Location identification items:
#####

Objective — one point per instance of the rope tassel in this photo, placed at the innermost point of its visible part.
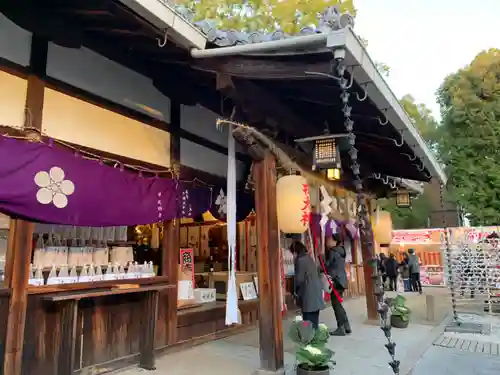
(232, 293)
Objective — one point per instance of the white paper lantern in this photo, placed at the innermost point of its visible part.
(293, 204)
(382, 227)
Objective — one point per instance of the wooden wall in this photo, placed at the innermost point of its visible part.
(108, 330)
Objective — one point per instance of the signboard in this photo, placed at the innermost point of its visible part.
(187, 264)
(432, 275)
(411, 237)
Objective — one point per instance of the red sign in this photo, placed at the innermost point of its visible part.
(187, 262)
(411, 237)
(306, 209)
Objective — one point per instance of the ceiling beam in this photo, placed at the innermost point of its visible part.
(266, 68)
(255, 100)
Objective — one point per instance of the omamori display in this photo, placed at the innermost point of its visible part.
(47, 183)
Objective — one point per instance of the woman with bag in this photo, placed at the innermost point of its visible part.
(308, 290)
(335, 266)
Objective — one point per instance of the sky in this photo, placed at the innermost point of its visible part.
(423, 41)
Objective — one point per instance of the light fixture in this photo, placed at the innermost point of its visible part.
(333, 174)
(326, 154)
(403, 198)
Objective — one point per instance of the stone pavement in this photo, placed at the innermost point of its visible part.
(464, 353)
(357, 354)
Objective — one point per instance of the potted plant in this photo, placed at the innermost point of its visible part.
(312, 355)
(400, 313)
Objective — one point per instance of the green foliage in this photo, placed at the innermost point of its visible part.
(470, 136)
(383, 68)
(418, 214)
(258, 15)
(399, 308)
(311, 351)
(422, 119)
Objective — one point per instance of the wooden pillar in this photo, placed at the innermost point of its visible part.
(171, 233)
(268, 266)
(371, 302)
(21, 232)
(18, 262)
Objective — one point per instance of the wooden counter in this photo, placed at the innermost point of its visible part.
(74, 326)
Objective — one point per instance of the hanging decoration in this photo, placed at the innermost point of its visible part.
(382, 227)
(403, 199)
(324, 206)
(232, 292)
(293, 204)
(218, 207)
(46, 183)
(351, 229)
(363, 216)
(327, 156)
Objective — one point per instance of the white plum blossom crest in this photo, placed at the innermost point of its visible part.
(53, 187)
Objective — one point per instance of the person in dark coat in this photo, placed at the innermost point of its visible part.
(381, 268)
(308, 288)
(391, 269)
(414, 266)
(335, 266)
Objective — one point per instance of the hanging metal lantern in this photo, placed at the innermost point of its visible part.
(403, 198)
(326, 154)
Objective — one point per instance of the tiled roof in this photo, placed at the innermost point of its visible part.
(328, 21)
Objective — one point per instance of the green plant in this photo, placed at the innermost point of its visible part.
(399, 308)
(311, 352)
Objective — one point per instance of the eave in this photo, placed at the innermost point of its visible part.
(163, 16)
(277, 92)
(381, 94)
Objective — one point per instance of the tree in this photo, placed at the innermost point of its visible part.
(422, 119)
(264, 15)
(417, 216)
(469, 137)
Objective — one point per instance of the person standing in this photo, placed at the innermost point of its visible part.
(391, 269)
(381, 268)
(335, 265)
(414, 267)
(308, 289)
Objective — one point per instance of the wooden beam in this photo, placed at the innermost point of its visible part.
(256, 100)
(268, 266)
(264, 68)
(171, 234)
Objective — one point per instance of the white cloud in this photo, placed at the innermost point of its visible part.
(424, 41)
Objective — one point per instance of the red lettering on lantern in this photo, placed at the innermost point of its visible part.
(306, 210)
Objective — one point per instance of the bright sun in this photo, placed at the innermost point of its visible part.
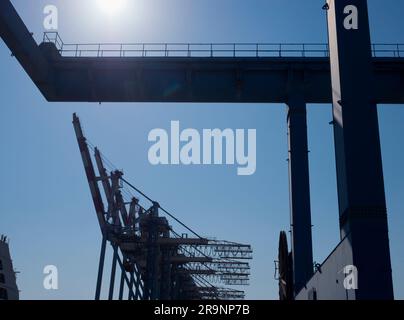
(111, 7)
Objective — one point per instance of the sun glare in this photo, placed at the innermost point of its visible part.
(111, 7)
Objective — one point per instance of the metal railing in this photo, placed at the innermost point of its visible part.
(206, 49)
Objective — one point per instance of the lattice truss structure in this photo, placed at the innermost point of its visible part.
(155, 261)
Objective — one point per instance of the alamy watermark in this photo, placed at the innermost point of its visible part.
(351, 277)
(209, 147)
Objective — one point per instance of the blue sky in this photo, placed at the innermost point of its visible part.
(45, 205)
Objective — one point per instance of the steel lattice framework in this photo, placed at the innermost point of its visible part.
(155, 261)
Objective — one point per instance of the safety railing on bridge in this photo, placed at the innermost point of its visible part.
(258, 50)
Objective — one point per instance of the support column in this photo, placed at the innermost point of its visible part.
(361, 195)
(113, 271)
(100, 268)
(299, 185)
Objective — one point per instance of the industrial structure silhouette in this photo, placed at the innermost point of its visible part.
(348, 72)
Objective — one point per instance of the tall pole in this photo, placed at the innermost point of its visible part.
(100, 268)
(299, 183)
(113, 272)
(361, 195)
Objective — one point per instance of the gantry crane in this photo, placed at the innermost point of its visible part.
(156, 262)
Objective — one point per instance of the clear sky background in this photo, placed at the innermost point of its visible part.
(45, 203)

#####

Task: Every entry above needs to be retyped exactly; drop the pictures.

Problem solution:
Objective — one point per instance of the rope tassel in this photo, placed at the innermost point of its visible part.
(232, 293)
Objective — one point per instance of the white paper lantern in this photo, placed at the innermost point of its visible part.
(293, 204)
(382, 227)
Objective — one point per instance of the wooden wall in this photo, placed at the innermost point of its visible part.
(108, 330)
Objective — one point per instance of the signboard in this photo, placed at the innermost point of its visible part.
(187, 264)
(432, 275)
(411, 237)
Objective — one point per instance of the red sign in this photo, placed at the innermost point of its visible part.
(187, 262)
(411, 237)
(306, 209)
Objective — one point per instance of the ceiling beam in this photo, placed at the innermost point of its visible part.
(266, 68)
(255, 100)
Objective — one point per instance of the omamori display in this photo, placed at the innermost point of its visible part.
(47, 183)
Objective — one point per instance of the woman with bag in this photo, placed at the innermost point of its visible part.
(308, 290)
(335, 266)
Objective — one point per instance of the sky in this photo, placed at the innermost point of its visible part.
(423, 41)
Objective — one point per instance of the light fixture in this photo, placed at the innermost point of its visible part.
(333, 174)
(326, 154)
(403, 198)
Objective — one point per instance of the stone pavement in this photo, placed at the innermost point of its visible part.
(464, 353)
(357, 354)
Objective — one point per instance of the potted plant in this photo, placed at the innermost point of its visible part.
(312, 355)
(400, 313)
Objective — one point per instance of the green foliage in this photo, placed at the innermost point of its visible part.
(470, 136)
(383, 68)
(418, 214)
(258, 15)
(399, 308)
(311, 351)
(422, 119)
Objective — one point per instance of the wooden pillar in this photo, placed at the innermost point of its visible part.
(171, 233)
(268, 266)
(371, 302)
(21, 232)
(18, 262)
Objective — one point per instance of the wooden counter in this photo, placed at the innermost point of its visible part.
(74, 326)
Objective — one point per instance of the hanging decoration in this photo, placed at the innermost point of its visible part.
(382, 227)
(403, 199)
(324, 206)
(232, 292)
(293, 204)
(218, 207)
(46, 183)
(351, 229)
(363, 216)
(327, 156)
Objective — one point per instance of the white plum blossom crest in this photo, placed at the innermost point of its visible part.
(53, 187)
Objective — one point per instance of the person in dark coat in this photo, placed at the innermost point of its visible part.
(381, 268)
(308, 288)
(391, 269)
(414, 266)
(335, 266)
Objective — one point per instance of the hanging metal lantern in this photo, placed at the innermost point of its visible part.
(403, 198)
(326, 154)
Objective — one point per instance of the tiled roof in this photo, placed at the innermost point of its visible part.
(328, 21)
Objective — one point per instance of the green plant in this photo, placed at the innermost point of its visible part.
(399, 308)
(311, 352)
Objective — one point per instance of the eave in this photo, placed at the innermost point of its visible part.
(163, 16)
(277, 92)
(381, 94)
Objective — one point per instance of the tree in this photo, placed at the innermost point of its visible part.
(422, 119)
(264, 15)
(417, 216)
(469, 137)
Objective — one point per instance of the person standing in this photo, placed at the innermost point of its visible part.
(391, 269)
(381, 268)
(335, 265)
(414, 267)
(308, 289)
Objective — one point per instance of the wooden beam in this photo, placed at the innermost point of its visible part.
(256, 100)
(268, 266)
(264, 68)
(171, 234)
Objective — one point per instance of the white cloud in this photo, placed at the innermost point of its visible part.
(424, 41)
Objective — one point per instance of the red lettering on lantern in this photo, placed at the innermost point of its visible part.
(306, 210)
Objective — one point per instance of the bright sun in this photo, placed at the innermost point of its visible part.
(111, 7)
Objective — one point per instance of the sun glare in this photo, placed at the innermost point of its visible part.
(111, 7)
Objective — one point per instance of the metal railing in this photo, placed at the innermost point of its visible part.
(206, 49)
Objective — one point per instance of the lattice truss structure in this photo, placed at the innermost point of its visible part.
(155, 261)
Objective — one point per instance of the alamy watermark in this photo, placed at the innermost point of its visible part.
(351, 277)
(209, 147)
Objective — one point per instance of the blue sky in this photo, placed at the innermost point of its visible part.
(45, 205)
Objective — one point per instance of the steel lattice framework in this photo, placed at the innermost point of its visible part.
(155, 261)
Objective — one point per instance of the safety railing on bridge in this photo, placed at the innermost point of its visible part.
(258, 50)
Objective — one point per instance of the support column in this photo, placed at the innermost point of its visible part.
(361, 195)
(113, 271)
(100, 268)
(299, 185)
Objective — one point per instance of the industrial structure silhouette in this photo, placed at the innermost point of its visible part.
(348, 72)
Objective — one point per instance of the tall pole in this photo, placed at the innermost point of its visible part.
(100, 268)
(299, 183)
(113, 272)
(361, 195)
Objective — one point per instance of the gantry crane in this photo, placed at the innermost point of its visible part.
(156, 262)
Objective — one point per instance of the clear sky background in this photo, placed at the innermost point of its visible part.
(45, 203)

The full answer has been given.